Dataset records

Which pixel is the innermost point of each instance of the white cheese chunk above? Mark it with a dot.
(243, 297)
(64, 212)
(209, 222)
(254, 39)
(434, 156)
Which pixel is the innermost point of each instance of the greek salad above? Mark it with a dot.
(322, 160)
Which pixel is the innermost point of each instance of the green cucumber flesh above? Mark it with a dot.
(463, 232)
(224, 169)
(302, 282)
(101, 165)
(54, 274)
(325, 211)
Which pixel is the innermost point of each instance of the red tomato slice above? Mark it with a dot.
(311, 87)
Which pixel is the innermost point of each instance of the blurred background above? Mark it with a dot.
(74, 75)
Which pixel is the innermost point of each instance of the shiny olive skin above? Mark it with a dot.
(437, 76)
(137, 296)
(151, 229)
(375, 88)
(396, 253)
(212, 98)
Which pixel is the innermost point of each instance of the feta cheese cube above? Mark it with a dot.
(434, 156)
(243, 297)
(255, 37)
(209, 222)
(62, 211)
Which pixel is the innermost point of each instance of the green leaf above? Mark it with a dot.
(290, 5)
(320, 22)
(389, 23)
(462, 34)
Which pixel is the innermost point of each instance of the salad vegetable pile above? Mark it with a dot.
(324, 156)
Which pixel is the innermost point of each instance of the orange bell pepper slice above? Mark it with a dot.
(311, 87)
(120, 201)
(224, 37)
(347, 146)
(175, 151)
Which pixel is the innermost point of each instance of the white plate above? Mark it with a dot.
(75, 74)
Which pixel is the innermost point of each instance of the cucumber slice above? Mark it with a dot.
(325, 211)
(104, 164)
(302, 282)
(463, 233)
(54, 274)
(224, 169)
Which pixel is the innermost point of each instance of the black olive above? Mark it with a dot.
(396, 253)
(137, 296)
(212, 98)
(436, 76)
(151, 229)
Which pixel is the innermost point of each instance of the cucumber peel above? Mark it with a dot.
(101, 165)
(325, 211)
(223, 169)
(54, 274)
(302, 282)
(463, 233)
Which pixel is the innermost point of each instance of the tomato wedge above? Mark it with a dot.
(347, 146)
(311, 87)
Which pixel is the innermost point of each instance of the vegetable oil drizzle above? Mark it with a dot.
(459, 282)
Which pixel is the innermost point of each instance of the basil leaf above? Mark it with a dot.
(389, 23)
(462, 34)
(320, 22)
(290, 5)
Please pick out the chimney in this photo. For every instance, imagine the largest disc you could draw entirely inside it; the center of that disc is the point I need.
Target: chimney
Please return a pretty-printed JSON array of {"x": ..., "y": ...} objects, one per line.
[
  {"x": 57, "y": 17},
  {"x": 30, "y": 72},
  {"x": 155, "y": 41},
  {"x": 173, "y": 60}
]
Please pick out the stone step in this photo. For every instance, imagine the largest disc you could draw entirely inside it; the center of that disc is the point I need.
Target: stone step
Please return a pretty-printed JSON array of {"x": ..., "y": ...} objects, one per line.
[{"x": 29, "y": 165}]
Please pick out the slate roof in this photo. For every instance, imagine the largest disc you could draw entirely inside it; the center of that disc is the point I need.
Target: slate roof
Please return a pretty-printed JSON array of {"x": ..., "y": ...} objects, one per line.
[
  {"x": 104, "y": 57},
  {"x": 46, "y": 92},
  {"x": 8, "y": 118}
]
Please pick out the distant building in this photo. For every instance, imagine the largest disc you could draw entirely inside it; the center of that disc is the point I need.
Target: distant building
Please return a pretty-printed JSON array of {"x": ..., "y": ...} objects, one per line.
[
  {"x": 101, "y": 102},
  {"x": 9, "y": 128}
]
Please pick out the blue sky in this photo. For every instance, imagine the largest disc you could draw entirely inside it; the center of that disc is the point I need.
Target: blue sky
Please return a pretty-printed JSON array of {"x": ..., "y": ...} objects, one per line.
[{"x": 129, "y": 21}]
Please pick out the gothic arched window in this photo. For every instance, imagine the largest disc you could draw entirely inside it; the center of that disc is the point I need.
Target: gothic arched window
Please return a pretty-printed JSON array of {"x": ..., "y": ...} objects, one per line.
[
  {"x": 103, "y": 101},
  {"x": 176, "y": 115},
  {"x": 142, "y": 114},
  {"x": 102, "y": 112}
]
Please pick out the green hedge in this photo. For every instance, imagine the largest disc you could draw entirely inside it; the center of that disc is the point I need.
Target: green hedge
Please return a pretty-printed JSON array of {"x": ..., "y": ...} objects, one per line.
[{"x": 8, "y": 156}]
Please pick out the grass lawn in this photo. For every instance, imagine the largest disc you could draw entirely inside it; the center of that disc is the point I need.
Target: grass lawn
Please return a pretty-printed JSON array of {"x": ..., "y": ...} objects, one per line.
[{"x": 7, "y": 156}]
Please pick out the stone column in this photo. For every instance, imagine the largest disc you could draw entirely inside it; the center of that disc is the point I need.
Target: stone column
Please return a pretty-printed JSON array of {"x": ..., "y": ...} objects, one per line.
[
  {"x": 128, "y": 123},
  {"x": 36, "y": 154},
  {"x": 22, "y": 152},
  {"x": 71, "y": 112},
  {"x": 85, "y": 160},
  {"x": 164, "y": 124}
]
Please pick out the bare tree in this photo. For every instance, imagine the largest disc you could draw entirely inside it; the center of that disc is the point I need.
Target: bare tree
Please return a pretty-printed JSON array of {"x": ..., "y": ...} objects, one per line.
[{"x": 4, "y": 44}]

INSTRUCTIONS FOR THE TASK. Echo the lines above back word for word, including every one of them.

RESULT.
Which pixel is the innermost point of each instance of the white cheese chunk above? Mark it with a dot.
(243, 297)
(64, 212)
(209, 222)
(254, 39)
(434, 156)
Which pixel is the innermost point of each instance of the greek salad above? Mark it with a dot.
(322, 160)
Which pixel is the innermost point of each instance of the green cucumber flesh above? Mark it with a dot.
(463, 232)
(224, 169)
(302, 282)
(101, 165)
(54, 274)
(325, 211)
Which pixel is the innermost point of each instance of the red tomato slice above? Mark it with a dot.
(311, 87)
Which pixel is the innermost point of each instance of the blurred background above? Mark it with a dot.
(74, 75)
Which pixel is the innermost point of each instance of the shiny olive skin above? Mark it with a dot.
(437, 76)
(137, 296)
(151, 229)
(375, 88)
(396, 253)
(212, 98)
Which pixel is the innermost point of each instance of the feta cheese cube above? Mark it with a dot.
(434, 156)
(243, 297)
(255, 37)
(209, 222)
(62, 211)
Which pixel is the innermost point of each instance of the green leaf above? Mark it with a dot.
(290, 5)
(320, 22)
(389, 23)
(462, 34)
Which pixel is the innermost point of each instance of the salad vegetable pile above? Mark it with a dot.
(324, 156)
Which pixel is the innermost point of each instance of the orange bell pepper slice above? Mark it with a dot.
(311, 87)
(120, 201)
(224, 37)
(347, 146)
(175, 151)
Which pixel is the innermost point of each instance of the white plate above? Mark it with a dot.
(75, 74)
Which pixel is the innermost point of each instance of the cucumber slice above? Mark it with a dot.
(325, 211)
(104, 164)
(302, 282)
(463, 233)
(54, 274)
(224, 169)
Which pixel is the innermost point of each instance of the black olive above? Mark it with a dot.
(396, 253)
(137, 296)
(212, 98)
(436, 76)
(151, 229)
Which pixel is the innermost point of each instance of the cucumber peel above? Mark it with a dot.
(101, 165)
(325, 211)
(223, 169)
(54, 274)
(302, 282)
(463, 233)
Which pixel is the innermost point of each instance of the tomato wedge above? Mark it with a dot.
(347, 146)
(311, 87)
Which pixel is the innermost point of each instance of the vegetable oil drizzle above? Mark it with a dot.
(459, 282)
Which pixel is the innermost point of each instance of the basil leaf above? Mark it with a dot.
(389, 23)
(462, 34)
(320, 22)
(290, 5)
Please pick out the chimney in this photo. For every instance, imagine the largest disc you could draw entirely inside it; the center of that disc is the point I need.
Target: chimney
Please return a pretty-printed JSON array of {"x": ..., "y": ...} objects, one per line.
[
  {"x": 57, "y": 17},
  {"x": 30, "y": 72},
  {"x": 155, "y": 41},
  {"x": 173, "y": 60}
]
Please pick out the stone step in this photo. For every instance, imagine the largest disc you could draw entirely inside it; the center of that disc is the point I need.
Target: stone step
Please return a pretty-printed JSON array of {"x": ..., "y": ...} objects, one per line.
[{"x": 29, "y": 165}]
Please pick out the slate roof in this photo. For every instance, imagine the largest disc you could draw entirely inside it; the center of that disc is the point I need.
Target: slate roof
Please return a pretty-printed JSON array of {"x": ..., "y": ...} objects, one per line.
[
  {"x": 104, "y": 57},
  {"x": 46, "y": 92},
  {"x": 8, "y": 118}
]
Please pick out the distant building in this photo. For every instance, imagine the largest disc you could draw entirely inside it; the center of that disc is the point I need.
Target: distant building
Please return a pretty-printed JSON array of {"x": ..., "y": ...} objects, one per line.
[
  {"x": 101, "y": 102},
  {"x": 9, "y": 128}
]
Please pick out the blue sky in this photo. For every instance, imagine the largest disc you could draw entirely inside it; the center of that disc is the point I need.
Target: blue sky
Please return a pretty-printed JSON array of {"x": ..., "y": ...} objects, one per line.
[{"x": 129, "y": 21}]
Please pick out the gothic arched window in this photo. For every instance, imagine the largest disc you could draw entirely inside it; the center of that disc is the point I need.
Target: gothic arched window
Please return a pretty-printed JSON array of {"x": ..., "y": ...} objects, one per line.
[
  {"x": 103, "y": 101},
  {"x": 176, "y": 115},
  {"x": 142, "y": 114},
  {"x": 102, "y": 112}
]
Please pick out the green hedge in this photo. For every instance, imagine the largest disc you could draw entirely inside it; the center of that disc is the point I need.
Target: green hedge
Please return a pretty-printed JSON array of {"x": ..., "y": ...} objects, one per line.
[{"x": 8, "y": 156}]
Please pick out the grass lawn in this photo. For every instance, imagine the largest disc you could draw entirely inside it; the center of that disc is the point I need.
Target: grass lawn
Please return a pretty-printed JSON array of {"x": ..., "y": ...} objects, one per line.
[{"x": 7, "y": 156}]
Please pick out the stone column in this photo. For every instance, imagine the largest disc you could draw entirely inside it; the center of that disc is the point I need.
Target: stone column
Please return a pretty-printed JSON array of {"x": ..., "y": ...} objects, one per line.
[
  {"x": 128, "y": 123},
  {"x": 36, "y": 154},
  {"x": 22, "y": 152},
  {"x": 71, "y": 112},
  {"x": 85, "y": 160},
  {"x": 164, "y": 124}
]
Please pick out the bare tree in this photo. For every instance, imagine the largest disc you could draw entirely inside it; the center of that disc is the point I need.
Target: bare tree
Please return a pretty-printed JSON array of {"x": ..., "y": ...} objects, one per line.
[{"x": 4, "y": 44}]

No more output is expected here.